**Short task**
Present the data once more in exactly its original form.

**Raw data**
— begin —

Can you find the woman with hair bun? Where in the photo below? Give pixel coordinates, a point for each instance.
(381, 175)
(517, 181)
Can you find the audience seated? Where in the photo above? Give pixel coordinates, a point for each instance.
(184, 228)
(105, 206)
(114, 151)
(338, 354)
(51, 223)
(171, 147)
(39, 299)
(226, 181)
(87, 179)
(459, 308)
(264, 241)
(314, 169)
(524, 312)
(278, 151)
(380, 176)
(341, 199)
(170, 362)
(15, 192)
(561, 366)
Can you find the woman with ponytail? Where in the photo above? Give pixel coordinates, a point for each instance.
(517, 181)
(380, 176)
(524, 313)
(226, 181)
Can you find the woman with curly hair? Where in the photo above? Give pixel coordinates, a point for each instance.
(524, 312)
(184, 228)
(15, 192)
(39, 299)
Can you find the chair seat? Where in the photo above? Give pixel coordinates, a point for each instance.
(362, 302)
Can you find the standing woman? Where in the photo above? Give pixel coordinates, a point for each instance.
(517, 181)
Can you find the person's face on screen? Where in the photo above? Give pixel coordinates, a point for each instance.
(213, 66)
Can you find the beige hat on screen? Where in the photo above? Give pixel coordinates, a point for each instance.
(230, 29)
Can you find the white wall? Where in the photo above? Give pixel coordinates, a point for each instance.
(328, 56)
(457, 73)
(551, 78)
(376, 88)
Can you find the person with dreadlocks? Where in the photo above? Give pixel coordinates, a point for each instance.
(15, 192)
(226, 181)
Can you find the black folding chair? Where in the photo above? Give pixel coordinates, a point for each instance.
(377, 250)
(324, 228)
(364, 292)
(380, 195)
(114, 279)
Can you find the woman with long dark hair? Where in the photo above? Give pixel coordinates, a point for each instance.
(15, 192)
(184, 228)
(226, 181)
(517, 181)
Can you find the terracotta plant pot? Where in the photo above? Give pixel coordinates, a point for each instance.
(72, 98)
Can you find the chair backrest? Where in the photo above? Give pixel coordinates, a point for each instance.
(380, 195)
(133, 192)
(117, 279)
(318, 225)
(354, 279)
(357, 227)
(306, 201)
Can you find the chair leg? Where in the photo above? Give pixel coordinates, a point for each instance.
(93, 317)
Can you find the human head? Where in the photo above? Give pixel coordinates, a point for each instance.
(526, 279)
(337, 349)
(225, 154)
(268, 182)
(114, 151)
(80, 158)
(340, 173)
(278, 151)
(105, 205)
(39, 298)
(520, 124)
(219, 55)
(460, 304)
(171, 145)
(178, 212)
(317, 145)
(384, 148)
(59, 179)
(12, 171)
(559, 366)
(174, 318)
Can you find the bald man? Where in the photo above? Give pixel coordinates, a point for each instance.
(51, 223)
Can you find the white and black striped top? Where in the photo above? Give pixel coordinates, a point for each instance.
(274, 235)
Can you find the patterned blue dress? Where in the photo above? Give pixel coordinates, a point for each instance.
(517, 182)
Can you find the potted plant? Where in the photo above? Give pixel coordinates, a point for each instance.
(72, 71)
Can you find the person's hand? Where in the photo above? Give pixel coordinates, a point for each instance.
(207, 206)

— end —

**Written reply**
Can you find the woman with hair bun? Where in the photo below? Give pixel coordinates, a point for each instance.
(381, 175)
(517, 181)
Can you find the audience seated? Where in the photo above? Give pixel coordinates, a point for each instance.
(184, 228)
(105, 206)
(114, 151)
(338, 354)
(51, 223)
(171, 147)
(39, 299)
(226, 181)
(87, 179)
(459, 308)
(264, 241)
(314, 169)
(524, 312)
(278, 151)
(380, 176)
(341, 199)
(170, 362)
(15, 192)
(561, 366)
Can you find the woman with ponytail? Where in the photo above? Give pixel coordinates, a point for each instance.
(517, 181)
(380, 176)
(524, 313)
(226, 181)
Can you find the woman with curly hair? Where in the photo above? Give pixel coordinates, a point for each instance.
(524, 312)
(184, 228)
(15, 192)
(39, 299)
Can you find the chair seat? Where in the photo above? Give pixel coordinates, a point for each instance.
(362, 302)
Can you find the standing woman? Where in the photo above? Give pixel coordinates, a point for each instance.
(517, 181)
Can you find the person's face on screen? Where in the photo above? Give pixel coordinates, a point for each instance.
(213, 66)
Can you find the beige hat on screen? Where in the photo above? Give pixel coordinates, a point for each instance.
(230, 29)
Can you find the white wall? Where in the photo above? Give pixel coordinates, a point for each instance.
(328, 56)
(457, 73)
(551, 78)
(376, 88)
Can you find the person with dreadlocks? Where in the photo above? Give pixel coordinates, a point for each instance.
(15, 192)
(226, 181)
Can you find the black folding chair? Where in the photo above? Give pixel coordinates, a point for each instance.
(377, 250)
(324, 228)
(364, 292)
(380, 195)
(114, 279)
Can you find the woman with long dark hair? Where in the photo above? Give pixel coordinates, a point for each instance.
(15, 192)
(184, 228)
(226, 181)
(517, 181)
Can you find the terracotta plant pot? Where in the photo above? Give pixel coordinates, a point for each instance.
(72, 98)
Can you find the chair backrest? Where in the photo above? Give pixel coordinates, a point for each instance.
(380, 195)
(133, 192)
(117, 279)
(318, 225)
(354, 279)
(357, 227)
(306, 201)
Can you find the chair leg? Where in the photo above? Give pixel coordinates, a point for each instance.
(93, 317)
Can you find the human head? Where in the photo above? Give pixel coordinates, a point for each instance.
(526, 279)
(337, 349)
(225, 154)
(268, 182)
(114, 151)
(80, 158)
(340, 173)
(278, 151)
(105, 205)
(39, 298)
(520, 124)
(219, 55)
(460, 304)
(171, 145)
(178, 212)
(317, 145)
(384, 148)
(59, 179)
(12, 171)
(559, 366)
(174, 318)
Can you find the bald man? Where in the photo above? Give pixel coordinates, a point for each instance.
(51, 223)
Can you find the white and black striped top? Where in the photo above? Give pixel coordinates, a point for each instance.
(274, 235)
Can you find the patterned blue dress? Where in the photo above? Give pixel coordinates, a point for each instance.
(517, 182)
Can you find the potted plant? Where in the photo above? Give pixel coordinates, a point for each instance.
(72, 71)
Can you find the person's hand? Where in the photo above? Give pixel coordinates, a point for each instance.
(207, 206)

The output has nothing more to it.